▸ The problem:
Across the entries below, how many lines contain the word "suit"? Give the number alone.
══ Input data
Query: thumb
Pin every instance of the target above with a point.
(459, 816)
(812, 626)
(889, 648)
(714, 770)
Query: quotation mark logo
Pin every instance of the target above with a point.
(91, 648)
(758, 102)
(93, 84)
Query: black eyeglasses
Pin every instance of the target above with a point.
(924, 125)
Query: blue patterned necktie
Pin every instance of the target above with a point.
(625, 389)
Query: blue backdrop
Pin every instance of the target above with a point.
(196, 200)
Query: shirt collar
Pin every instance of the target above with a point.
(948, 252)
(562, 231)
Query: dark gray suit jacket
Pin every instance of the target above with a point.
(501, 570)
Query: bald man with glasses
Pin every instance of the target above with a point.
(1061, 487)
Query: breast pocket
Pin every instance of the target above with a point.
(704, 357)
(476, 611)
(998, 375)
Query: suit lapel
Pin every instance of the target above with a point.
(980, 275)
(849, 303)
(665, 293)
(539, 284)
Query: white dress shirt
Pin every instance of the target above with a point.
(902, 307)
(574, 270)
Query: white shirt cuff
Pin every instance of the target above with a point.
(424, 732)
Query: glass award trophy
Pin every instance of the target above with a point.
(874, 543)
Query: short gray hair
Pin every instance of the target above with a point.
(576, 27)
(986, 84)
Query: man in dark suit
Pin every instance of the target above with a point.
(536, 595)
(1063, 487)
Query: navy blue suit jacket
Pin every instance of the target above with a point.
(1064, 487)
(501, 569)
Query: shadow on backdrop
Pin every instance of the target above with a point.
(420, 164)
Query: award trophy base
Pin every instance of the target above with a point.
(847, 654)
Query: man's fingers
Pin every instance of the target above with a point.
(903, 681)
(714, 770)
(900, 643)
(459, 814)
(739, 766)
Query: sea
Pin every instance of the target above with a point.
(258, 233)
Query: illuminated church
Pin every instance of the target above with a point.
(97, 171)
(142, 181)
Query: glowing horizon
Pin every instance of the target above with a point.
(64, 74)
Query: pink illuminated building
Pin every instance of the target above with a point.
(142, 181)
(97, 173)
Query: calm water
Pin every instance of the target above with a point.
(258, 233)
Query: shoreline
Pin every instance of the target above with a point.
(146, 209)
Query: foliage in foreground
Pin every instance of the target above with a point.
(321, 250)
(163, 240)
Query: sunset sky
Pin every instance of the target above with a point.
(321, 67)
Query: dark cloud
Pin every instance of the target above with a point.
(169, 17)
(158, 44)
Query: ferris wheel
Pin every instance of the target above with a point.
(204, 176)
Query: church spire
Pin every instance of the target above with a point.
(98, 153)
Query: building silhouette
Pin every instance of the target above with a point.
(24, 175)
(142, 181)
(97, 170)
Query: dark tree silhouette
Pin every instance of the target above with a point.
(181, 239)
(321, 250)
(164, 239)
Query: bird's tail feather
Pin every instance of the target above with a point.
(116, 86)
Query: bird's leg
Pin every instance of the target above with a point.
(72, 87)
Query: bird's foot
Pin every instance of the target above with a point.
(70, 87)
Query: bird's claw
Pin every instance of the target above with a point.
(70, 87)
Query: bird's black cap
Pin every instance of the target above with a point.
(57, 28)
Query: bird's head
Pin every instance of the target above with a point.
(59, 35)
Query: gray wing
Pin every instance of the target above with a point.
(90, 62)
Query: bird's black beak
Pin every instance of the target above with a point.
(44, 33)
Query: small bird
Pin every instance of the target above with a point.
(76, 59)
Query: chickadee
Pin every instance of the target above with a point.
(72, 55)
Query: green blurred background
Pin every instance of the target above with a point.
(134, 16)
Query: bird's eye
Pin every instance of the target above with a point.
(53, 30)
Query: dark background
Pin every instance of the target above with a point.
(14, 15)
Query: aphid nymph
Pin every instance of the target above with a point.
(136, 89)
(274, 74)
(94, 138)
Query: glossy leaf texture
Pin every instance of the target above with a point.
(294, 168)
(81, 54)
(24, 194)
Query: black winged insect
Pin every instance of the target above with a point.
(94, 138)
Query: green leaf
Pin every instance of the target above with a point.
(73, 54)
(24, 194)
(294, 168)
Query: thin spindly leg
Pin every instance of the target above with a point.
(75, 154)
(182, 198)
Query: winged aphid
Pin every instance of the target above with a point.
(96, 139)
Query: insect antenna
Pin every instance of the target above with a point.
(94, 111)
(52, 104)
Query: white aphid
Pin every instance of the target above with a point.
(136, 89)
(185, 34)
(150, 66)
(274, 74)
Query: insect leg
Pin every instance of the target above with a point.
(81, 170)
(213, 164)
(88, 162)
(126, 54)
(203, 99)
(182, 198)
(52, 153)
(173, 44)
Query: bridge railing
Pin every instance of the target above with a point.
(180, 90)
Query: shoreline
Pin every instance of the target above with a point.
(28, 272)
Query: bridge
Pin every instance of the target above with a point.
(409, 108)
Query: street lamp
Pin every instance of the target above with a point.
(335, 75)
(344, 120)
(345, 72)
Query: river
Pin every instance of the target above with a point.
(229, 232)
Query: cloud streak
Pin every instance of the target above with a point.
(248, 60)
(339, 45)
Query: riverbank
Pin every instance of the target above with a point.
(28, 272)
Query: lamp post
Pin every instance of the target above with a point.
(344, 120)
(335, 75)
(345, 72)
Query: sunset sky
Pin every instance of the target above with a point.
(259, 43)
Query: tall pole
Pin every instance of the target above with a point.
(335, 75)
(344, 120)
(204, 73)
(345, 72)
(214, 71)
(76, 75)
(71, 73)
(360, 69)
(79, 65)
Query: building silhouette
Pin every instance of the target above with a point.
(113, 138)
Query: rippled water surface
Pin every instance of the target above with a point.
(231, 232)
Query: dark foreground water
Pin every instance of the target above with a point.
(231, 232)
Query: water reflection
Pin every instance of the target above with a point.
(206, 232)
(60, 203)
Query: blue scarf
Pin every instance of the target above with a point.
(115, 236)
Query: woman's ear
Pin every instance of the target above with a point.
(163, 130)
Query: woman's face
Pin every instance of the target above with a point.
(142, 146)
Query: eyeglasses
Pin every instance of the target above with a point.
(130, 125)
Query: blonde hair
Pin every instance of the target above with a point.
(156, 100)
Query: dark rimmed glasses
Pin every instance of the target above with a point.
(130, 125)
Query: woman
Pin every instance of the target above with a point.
════
▸ Written solution:
4